**Exercise prompt:**
Give all of the data again exactly as written, omitting every image.

**Records to process:**
⁂
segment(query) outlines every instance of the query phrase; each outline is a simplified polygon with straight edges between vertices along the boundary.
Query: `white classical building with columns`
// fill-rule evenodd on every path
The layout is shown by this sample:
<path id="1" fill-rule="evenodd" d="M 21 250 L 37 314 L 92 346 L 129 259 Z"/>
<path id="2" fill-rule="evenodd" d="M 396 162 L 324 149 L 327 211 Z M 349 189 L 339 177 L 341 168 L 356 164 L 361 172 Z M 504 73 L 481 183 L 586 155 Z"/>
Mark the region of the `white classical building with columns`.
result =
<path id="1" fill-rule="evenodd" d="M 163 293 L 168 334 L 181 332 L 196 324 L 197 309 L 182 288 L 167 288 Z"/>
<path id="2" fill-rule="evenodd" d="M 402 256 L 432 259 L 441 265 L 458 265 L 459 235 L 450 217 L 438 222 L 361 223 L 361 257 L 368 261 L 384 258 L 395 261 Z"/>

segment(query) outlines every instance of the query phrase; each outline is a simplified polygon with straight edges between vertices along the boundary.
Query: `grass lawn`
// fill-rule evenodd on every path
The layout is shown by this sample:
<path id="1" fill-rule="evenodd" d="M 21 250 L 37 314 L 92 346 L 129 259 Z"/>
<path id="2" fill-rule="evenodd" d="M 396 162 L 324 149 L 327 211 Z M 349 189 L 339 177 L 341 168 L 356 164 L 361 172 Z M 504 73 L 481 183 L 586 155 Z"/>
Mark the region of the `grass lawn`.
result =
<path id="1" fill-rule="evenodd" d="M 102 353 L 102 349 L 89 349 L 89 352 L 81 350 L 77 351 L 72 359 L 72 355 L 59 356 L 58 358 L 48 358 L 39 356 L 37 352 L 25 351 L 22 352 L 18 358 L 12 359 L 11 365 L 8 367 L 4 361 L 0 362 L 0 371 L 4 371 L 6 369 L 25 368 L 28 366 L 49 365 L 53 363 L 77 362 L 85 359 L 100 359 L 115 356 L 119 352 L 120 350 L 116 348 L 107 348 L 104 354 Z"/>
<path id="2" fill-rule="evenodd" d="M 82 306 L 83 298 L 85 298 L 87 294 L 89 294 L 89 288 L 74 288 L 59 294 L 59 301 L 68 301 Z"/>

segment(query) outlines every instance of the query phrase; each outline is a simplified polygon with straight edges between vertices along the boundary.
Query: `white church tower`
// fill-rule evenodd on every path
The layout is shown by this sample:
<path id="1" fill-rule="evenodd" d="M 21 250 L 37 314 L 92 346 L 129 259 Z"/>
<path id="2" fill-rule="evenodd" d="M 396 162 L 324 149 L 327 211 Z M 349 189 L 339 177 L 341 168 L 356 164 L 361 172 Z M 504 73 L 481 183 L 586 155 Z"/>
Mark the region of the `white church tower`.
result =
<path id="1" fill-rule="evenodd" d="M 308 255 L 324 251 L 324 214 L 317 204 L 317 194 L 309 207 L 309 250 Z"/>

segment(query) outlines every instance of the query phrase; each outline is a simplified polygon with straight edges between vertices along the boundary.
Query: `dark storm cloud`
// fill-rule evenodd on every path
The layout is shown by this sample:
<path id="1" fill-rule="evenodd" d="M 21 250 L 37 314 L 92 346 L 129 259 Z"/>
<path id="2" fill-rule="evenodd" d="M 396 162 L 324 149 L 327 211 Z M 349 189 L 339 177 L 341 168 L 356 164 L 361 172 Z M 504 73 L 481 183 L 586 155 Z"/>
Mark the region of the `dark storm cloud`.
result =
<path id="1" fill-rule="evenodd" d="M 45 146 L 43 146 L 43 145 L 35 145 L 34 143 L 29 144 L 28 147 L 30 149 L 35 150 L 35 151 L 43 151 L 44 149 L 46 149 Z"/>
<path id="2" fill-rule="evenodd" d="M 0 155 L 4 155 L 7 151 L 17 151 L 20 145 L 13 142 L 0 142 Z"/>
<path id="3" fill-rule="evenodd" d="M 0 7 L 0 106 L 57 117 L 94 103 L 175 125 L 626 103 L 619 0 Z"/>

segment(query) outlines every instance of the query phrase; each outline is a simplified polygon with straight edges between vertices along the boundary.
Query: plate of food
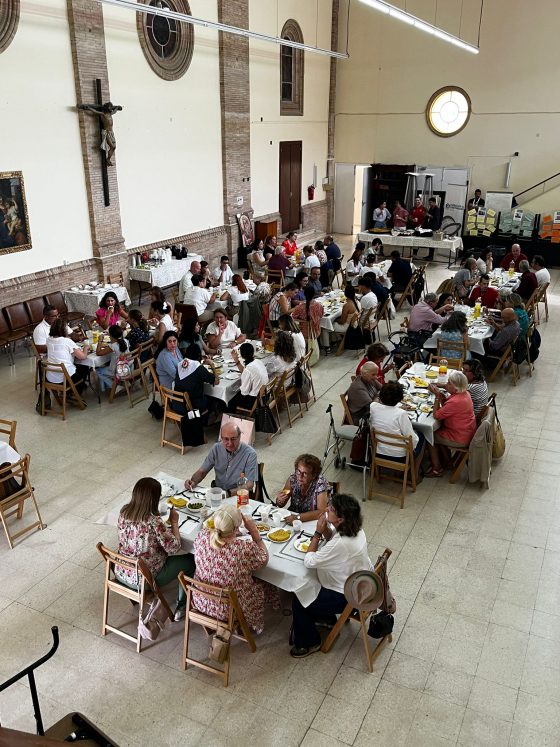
⁂
**Finished task:**
segment(query) outlines every instance of the query phrase; each outline is a simplified polygon with straight edges between vertices along the boundary.
Query: `white classical building with columns`
// fill-rule evenodd on every path
The layout is shown by this sample:
<path id="1" fill-rule="evenodd" d="M 21 250 L 37 314 L 92 346 L 129 259 Z"/>
<path id="2" fill-rule="evenodd" d="M 396 162 L 324 149 L 327 211 Z M 349 189 L 339 177 L 341 168 L 356 164 L 361 172 Z M 504 73 L 481 183 L 586 155 Z"/>
Mark the region of the `white classical building with columns`.
result =
<path id="1" fill-rule="evenodd" d="M 163 293 L 168 334 L 181 332 L 196 324 L 197 309 L 182 288 L 167 288 Z"/>
<path id="2" fill-rule="evenodd" d="M 402 256 L 432 259 L 441 265 L 458 265 L 459 235 L 450 217 L 438 222 L 361 223 L 361 257 L 368 261 L 384 258 L 395 261 Z"/>

segment(query) outlines every instance of the query phrase; each outline is a simplified polygon with straight edges between vertices along the boundary.
Query: `grass lawn`
// fill-rule evenodd on every path
The layout is shown by this sample:
<path id="1" fill-rule="evenodd" d="M 21 250 L 37 314 L 92 346 L 129 259 Z"/>
<path id="2" fill-rule="evenodd" d="M 396 162 L 324 149 L 327 211 Z M 349 189 L 339 177 L 341 168 L 356 164 L 361 172 Z M 504 73 L 481 183 L 586 155 Z"/>
Mark the region of the `grass lawn`.
result =
<path id="1" fill-rule="evenodd" d="M 102 353 L 102 349 L 89 349 L 89 352 L 81 350 L 77 351 L 72 359 L 72 355 L 59 356 L 58 358 L 48 358 L 39 356 L 37 352 L 25 351 L 22 352 L 18 358 L 12 359 L 11 365 L 8 367 L 4 361 L 0 362 L 0 371 L 4 371 L 6 369 L 25 368 L 28 366 L 49 365 L 53 363 L 77 362 L 85 359 L 100 359 L 115 356 L 119 352 L 120 350 L 116 348 L 107 348 L 104 354 Z"/>
<path id="2" fill-rule="evenodd" d="M 82 306 L 83 298 L 85 298 L 87 294 L 89 294 L 89 288 L 74 288 L 59 294 L 59 301 L 68 301 Z"/>

segment(query) outlines every instance of the query phrase; each outline is a simplified polygon with straight edges between vertices along the boundary.
Query: `white church tower`
// fill-rule evenodd on every path
The layout is shown by this sample:
<path id="1" fill-rule="evenodd" d="M 21 250 L 37 314 L 92 346 L 129 259 Z"/>
<path id="2" fill-rule="evenodd" d="M 396 162 L 324 149 L 327 211 Z M 349 189 L 339 177 L 341 168 L 356 164 L 361 172 Z M 504 73 L 481 183 L 586 155 Z"/>
Mark the region of the `white church tower`.
result =
<path id="1" fill-rule="evenodd" d="M 308 255 L 324 251 L 324 214 L 317 204 L 317 194 L 309 207 L 309 250 Z"/>

segment(query) outlines every instance of the query phrase; each outline is a simplified polygon with straight edges between vertices along the boundary.
Query: `dark storm cloud`
// fill-rule evenodd on every path
The layout is shown by this sample:
<path id="1" fill-rule="evenodd" d="M 21 250 L 37 314 L 92 346 L 129 259 Z"/>
<path id="2" fill-rule="evenodd" d="M 396 162 L 324 149 L 327 211 Z M 349 189 L 339 177 L 341 168 L 356 164 L 361 172 Z M 504 73 L 481 183 L 586 155 Z"/>
Mark the region of the `dark storm cloud`.
result =
<path id="1" fill-rule="evenodd" d="M 45 146 L 43 146 L 43 145 L 35 145 L 34 143 L 29 144 L 28 147 L 30 149 L 35 150 L 35 151 L 43 151 L 44 149 L 46 149 Z"/>
<path id="2" fill-rule="evenodd" d="M 0 155 L 4 155 L 7 151 L 17 151 L 20 145 L 13 142 L 0 142 Z"/>
<path id="3" fill-rule="evenodd" d="M 0 7 L 0 106 L 57 117 L 94 103 L 175 125 L 626 103 L 619 0 Z"/>

segment(query) outlines every instance of the query phrase; each outline is a simplified polygon with straight edges between vertices along the boundary.
Query: plate of food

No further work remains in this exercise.